→ Supplied passage
↓

License: CC BY-NC 4.0
Published Online: 22-08-2020
Copyright Statement: Copyright © 2020; Jaypee Brothers Medical Publishers (P) Ltd.
Aim: To explore the interference of a hemoglobin E on glycated hemoglobin (HbA1c) measurement on two methodologies including high performance liquid chromatography (HPLC) and immunoassay. Background: HbA1c is an invincible analyte in modern laboratory medicine era. The role of HbA1c in diabetes mellitus has expanded from prognosis to diagnosis of diabetes. Hence, it becomes an essential responsibility of the medical testing laboratories to deliver quality results to the patients. The quality of a result is determined by several factors. One essential determinant of the quality of an analyte in a clinical laboratory is the choice of method of testing. HbA1c has various standardized methods of measurement, each of it having its own advantages and limitations. One significant limitation is interference from abnormal hemoglobins. Case description: In our case report, we have tried to explore the interference of hemoglobin E on HbA1c measurement on two methodologies including HPLC and immunoassay. In our case scenario, HbA1c immunoassay could produce a reliable HbA1c result, while HPLC was significantly being interfered by the hemoglobin variant. Conclusion: With respect to HbA1c, each method has its own advantages and limitations. It is the responsibility of the laboratories to understand, adopt, and optimally utilize these methods based on the needs. Clinical significance: HbA1c is the gold standard investigation for monitoring patients with diabetes mellitus. National Glycohemoglobin Standardization Program (NGSP) provides traceability and improvement in standardization of methods used for A1C measurement. Each method has its own limitations; the most significant from the clinical significance point of view is being interfered by the abnormal hemoglobins. Hence, each laboratory must understand the strengths and limitations of the available methods in their premises and hold the responsibility for reporting clinically relevant results to its patients.

↑

→ Provided material
↓

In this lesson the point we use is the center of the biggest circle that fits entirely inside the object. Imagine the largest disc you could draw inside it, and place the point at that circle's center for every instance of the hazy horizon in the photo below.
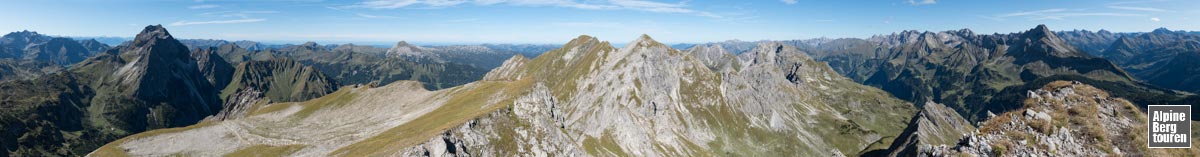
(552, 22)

↑
↓

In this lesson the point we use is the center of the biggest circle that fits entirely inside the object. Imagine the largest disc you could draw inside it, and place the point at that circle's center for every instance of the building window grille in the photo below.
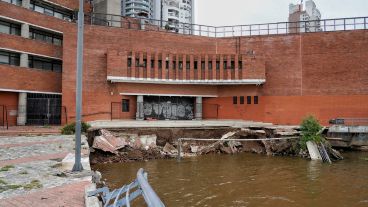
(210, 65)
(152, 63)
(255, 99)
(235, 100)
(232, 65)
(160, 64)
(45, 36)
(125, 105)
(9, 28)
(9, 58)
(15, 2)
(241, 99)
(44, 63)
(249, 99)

↑

→ Problem description
According to the summary on HbA1c testing, why has delivering quality HbA1c results become an essential responsibility of medical testing laboratories? Answer in one to three sentences. Nothing in the items matters for this work.

→ Worked solution
The role of HbA1c in diabetes mellitus has expanded from prognosis to diagnosis of diabetes. Because of that, medical testing laboratories are now essentially responsible for giving patients quality HbA1c results.